Written request - Copy out each of the following items word for word, keeping every line and leaving nothing out.

Information given -
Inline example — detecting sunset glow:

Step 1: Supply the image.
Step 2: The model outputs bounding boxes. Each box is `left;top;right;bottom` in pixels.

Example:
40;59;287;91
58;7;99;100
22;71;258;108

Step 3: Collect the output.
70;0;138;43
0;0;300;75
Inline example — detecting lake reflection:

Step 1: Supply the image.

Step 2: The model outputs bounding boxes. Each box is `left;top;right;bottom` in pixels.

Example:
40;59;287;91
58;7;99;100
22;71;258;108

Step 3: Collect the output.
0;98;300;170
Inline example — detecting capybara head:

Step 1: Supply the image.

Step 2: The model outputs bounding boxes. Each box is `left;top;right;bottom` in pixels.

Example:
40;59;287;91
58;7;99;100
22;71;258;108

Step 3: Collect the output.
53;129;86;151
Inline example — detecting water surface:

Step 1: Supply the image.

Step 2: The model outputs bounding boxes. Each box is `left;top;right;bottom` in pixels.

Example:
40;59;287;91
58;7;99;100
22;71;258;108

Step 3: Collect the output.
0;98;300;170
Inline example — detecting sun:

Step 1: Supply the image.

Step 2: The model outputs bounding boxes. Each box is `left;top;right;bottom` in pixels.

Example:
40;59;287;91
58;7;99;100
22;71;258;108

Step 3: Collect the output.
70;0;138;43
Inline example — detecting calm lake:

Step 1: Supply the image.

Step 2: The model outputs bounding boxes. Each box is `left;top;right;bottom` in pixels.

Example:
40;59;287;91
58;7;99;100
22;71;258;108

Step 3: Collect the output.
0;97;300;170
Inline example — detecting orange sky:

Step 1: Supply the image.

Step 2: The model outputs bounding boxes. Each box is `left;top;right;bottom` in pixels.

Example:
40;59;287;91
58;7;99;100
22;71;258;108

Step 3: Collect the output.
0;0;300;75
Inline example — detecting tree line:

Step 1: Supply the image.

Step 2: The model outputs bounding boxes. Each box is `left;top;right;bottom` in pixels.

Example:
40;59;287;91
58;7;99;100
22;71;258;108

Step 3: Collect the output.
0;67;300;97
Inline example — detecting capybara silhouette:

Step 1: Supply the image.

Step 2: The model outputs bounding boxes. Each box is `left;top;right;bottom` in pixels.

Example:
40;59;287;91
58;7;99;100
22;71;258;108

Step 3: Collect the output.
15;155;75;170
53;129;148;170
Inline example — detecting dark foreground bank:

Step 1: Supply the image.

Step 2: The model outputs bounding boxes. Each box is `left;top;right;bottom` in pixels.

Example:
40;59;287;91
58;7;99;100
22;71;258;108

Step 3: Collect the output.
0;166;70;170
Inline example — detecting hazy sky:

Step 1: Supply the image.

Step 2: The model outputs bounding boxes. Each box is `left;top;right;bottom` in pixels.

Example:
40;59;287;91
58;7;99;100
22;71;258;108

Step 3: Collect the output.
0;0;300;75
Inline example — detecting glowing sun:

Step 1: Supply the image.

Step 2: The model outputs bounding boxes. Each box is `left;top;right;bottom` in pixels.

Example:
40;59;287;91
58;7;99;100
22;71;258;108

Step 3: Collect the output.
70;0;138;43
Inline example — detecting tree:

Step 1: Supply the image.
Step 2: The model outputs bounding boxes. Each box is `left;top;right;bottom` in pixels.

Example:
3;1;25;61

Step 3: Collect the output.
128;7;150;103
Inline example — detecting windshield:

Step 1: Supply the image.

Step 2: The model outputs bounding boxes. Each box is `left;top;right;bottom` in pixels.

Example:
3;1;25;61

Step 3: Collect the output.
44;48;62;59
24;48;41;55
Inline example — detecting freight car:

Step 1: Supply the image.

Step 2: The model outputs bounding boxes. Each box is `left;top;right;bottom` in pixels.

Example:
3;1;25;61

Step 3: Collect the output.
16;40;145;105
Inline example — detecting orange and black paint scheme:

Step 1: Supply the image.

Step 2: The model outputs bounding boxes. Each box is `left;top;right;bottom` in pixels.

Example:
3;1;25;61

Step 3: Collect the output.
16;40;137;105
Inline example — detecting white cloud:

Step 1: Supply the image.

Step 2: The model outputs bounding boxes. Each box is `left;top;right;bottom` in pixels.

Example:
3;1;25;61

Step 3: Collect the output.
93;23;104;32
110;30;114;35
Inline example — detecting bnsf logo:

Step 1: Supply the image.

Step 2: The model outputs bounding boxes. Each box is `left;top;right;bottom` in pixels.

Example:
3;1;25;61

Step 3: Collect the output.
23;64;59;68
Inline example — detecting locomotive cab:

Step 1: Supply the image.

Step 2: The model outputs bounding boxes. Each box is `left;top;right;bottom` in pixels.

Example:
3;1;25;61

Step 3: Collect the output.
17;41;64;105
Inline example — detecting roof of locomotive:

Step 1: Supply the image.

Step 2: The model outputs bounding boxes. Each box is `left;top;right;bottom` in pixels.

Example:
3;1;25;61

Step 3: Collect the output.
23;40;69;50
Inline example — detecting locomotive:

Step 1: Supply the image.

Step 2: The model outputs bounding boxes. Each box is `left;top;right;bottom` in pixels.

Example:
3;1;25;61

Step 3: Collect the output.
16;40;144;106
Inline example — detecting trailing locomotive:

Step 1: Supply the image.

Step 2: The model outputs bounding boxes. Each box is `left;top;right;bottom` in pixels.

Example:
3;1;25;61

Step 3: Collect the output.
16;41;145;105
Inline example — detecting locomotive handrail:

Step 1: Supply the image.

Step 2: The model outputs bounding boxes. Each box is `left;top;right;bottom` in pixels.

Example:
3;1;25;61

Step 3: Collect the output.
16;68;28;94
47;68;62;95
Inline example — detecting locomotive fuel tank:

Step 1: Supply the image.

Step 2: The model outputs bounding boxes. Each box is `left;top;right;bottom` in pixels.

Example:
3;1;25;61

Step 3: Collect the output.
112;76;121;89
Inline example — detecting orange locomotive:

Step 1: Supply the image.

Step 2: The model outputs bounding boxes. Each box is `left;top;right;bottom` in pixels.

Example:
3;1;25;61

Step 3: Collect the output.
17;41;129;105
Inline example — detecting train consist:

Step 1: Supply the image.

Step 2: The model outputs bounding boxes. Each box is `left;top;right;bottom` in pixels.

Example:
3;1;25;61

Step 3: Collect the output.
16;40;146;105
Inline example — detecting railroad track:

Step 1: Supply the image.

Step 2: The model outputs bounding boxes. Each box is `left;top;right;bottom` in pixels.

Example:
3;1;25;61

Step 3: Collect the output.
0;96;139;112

Exercise result -
Inline example — detecting sunset glow:

Step 1: Supply the image.
Step 2: The model outputs bounding boxes. Each box is `left;top;right;bottom` in pixels.

Example:
40;59;287;91
58;7;99;100
22;71;258;108

Step 3: Collect the output.
70;0;138;43
0;0;300;75
Inline example — detecting lake reflection:

Step 1: Supply the image.

Step 2: The model outputs bounding boxes. Each box is `left;top;right;bottom` in pixels.

Example:
40;59;287;91
58;7;99;100
22;71;258;108

Step 3: Collect the output.
0;98;300;170
Inline example — detecting capybara head:

Step 1: Supply the image.

Step 2: The model outputs bounding boxes. Each box is `left;top;right;bottom` in pixels.

Example:
40;59;287;91
58;7;99;100
22;71;258;108

Step 3: Collect the output.
53;129;86;151
Inline example — detecting water surface:

Step 1: Supply the image.

Step 2: The model outputs bounding boxes. Each box is `left;top;right;bottom` in pixels.

Example:
40;59;287;91
58;7;99;100
22;71;258;108

Step 3: Collect the output.
0;98;300;170
Inline example — detecting sun:

Step 1: Supply the image.

Step 2: The model outputs bounding boxes. Each box is `left;top;right;bottom` in pixels.

Example:
40;59;287;91
58;7;99;100
22;71;258;108

Step 3: Collect the output.
70;0;138;43
Inline example — detecting calm lake:

Step 1: Supply the image.

Step 2: The model outputs bounding boxes. Each box is `left;top;right;bottom` in pixels.

Example:
40;59;287;91
58;7;99;100
22;71;258;108

Step 3: Collect the output.
0;97;300;170
Inline example — detecting orange sky:

Step 1: Supply the image.

Step 2: The model outputs bounding boxes. Each box is `left;top;right;bottom` in pixels.

Example:
40;59;287;91
58;7;99;100
22;71;258;108

Step 3: Collect the output.
0;0;300;75
Inline example — detecting tree line:

Step 1: Supply the image.

Step 2: The model outputs bounding boxes. Each box is `left;top;right;bottom` in pixels.

Example:
40;59;287;91
58;7;99;100
22;71;258;108

Step 3: Collect the output.
0;67;300;97
Inline example — detecting capybara silhouette:

Step 1: Supply the image.

Step 2: The model outputs bounding boxes. Each box is `left;top;right;bottom` in pixels.

Example:
40;59;287;91
58;7;99;100
22;71;258;108

Step 3: Collect the output.
15;155;75;170
53;129;148;170
Inline example — detecting dark foreground bank:

Step 1: Supply the image.

Step 2: The model outputs bounding boxes. Each box is `left;top;right;bottom` in pixels.

Example:
40;59;287;91
58;7;99;100
22;71;258;108

Step 3: Collect the output.
0;166;70;170
Inline example — detecting hazy sky:

Step 1: Supply the image.

Step 2: The model outputs bounding boxes. Each box is `left;top;right;bottom` in pixels.

Example:
40;59;287;91
58;7;99;100
22;71;258;108

Step 3: Collect the output.
0;0;300;75
Inline example — detecting glowing sun:

Step 1: Supply the image.

Step 2: The model outputs bounding boxes. Each box is `left;top;right;bottom` in pixels.

Example:
40;59;287;91
58;7;99;100
22;71;258;108

Step 3: Collect the output.
70;0;138;43
Inline example — detecting tree:

Step 1: Supply the image.
Step 2: The model outputs bounding boxes. Each box is `left;top;right;bottom` in pixels.

Example:
3;1;25;61

Step 3: Collect the output.
128;7;150;103
Inline example — detecting windshield:

Step 1: Supply the image.

Step 2: The model outputs bounding boxes. Each box is `left;top;right;bottom` in pixels.

Example:
3;1;25;61

Step 3: Collect the output.
44;48;62;59
24;48;41;55
Inline example — detecting freight car:

Step 1: Supply the image.

Step 2: The model outputs bounding boxes. Each box is `left;top;right;bottom` in pixels.

Example:
3;1;25;61

Step 3: Collect the output.
16;40;145;105
Inline example — detecting orange and black paint scheme:

Step 1: Supply the image.

Step 2: The model outputs bounding boxes. Each box is `left;top;right;bottom` in pixels.

Example:
3;1;25;61

Step 3: Collect the output.
16;40;137;105
Inline example — detecting white cloud:

Step 1: Supply the image.

Step 2: The model outputs bounding boxes. Each box is `left;top;right;bottom` in pixels.

Example:
3;1;25;61

Step 3: Collect the output.
93;23;104;32
110;30;114;35
Inline example — detecting bnsf logo:

Step 1: Supply the image.

Step 2: The model outputs bounding boxes. Each box is `left;top;right;bottom` in pixels.

Example:
3;1;25;61

Step 3: Collect the output.
23;64;59;68
Inline example — detecting locomotive cab:

Step 1: Supply the image.

Step 2: The model outputs bounding boxes. Each box is `left;top;right;bottom` in pixels.

Example:
3;1;25;61

Step 3: Collect the output.
17;41;64;105
Inline example — detecting roof of locomotive:

Step 1: Supply the image.

Step 2: The model outputs bounding boxes. Each box is `left;top;right;bottom` in pixels.

Example:
3;1;25;61

Step 3: Collect the output.
23;40;69;50
Inline example — detecting locomotive:

Step 1: Supply the image.

Step 2: The model outputs bounding boxes. Each box is `left;top;right;bottom` in pixels.

Example:
3;1;25;61

Step 3: Collect the output.
16;40;144;106
Inline example — detecting trailing locomotive:

Step 1: Supply the image.

Step 2: The model outputs bounding boxes. Each box is `left;top;right;bottom` in pixels.

Example:
3;1;25;61

Step 3: Collect the output.
16;41;145;105
Inline example — detecting locomotive handrail:

Step 1: Supply the image.

Step 2: The model outputs bounding boxes. Each box is `left;top;right;bottom` in pixels.

Example:
3;1;25;61

Step 3: Collect the output.
16;68;28;94
47;68;62;95
Inline example — detecting locomotive fuel tank:

Step 1: Supply the image.

Step 2: The model outputs bounding boxes. Each box is `left;top;right;bottom` in pixels.

Example:
3;1;25;61

Step 3: Collect the output.
112;76;121;89
Inline example — detecting orange locomotive:

Step 1: Supply the image.

Step 2: The model outputs bounding boxes. Each box is `left;top;right;bottom` in pixels.

Example:
3;1;25;61

Step 3: Collect the output.
17;41;129;105
Inline example — detecting train consist:

Step 1: Supply the image.

Step 2: The model outputs bounding boxes. Each box is `left;top;right;bottom` in pixels.

Example:
3;1;25;61

Step 3: Collect the output.
16;40;146;105
Inline example — detecting railroad track:

Step 1: Supply the image.

Step 2: The model outputs bounding boxes. Each box is `left;top;right;bottom` in pixels.

Example:
3;1;25;61

Step 3: Collect the output.
0;96;139;112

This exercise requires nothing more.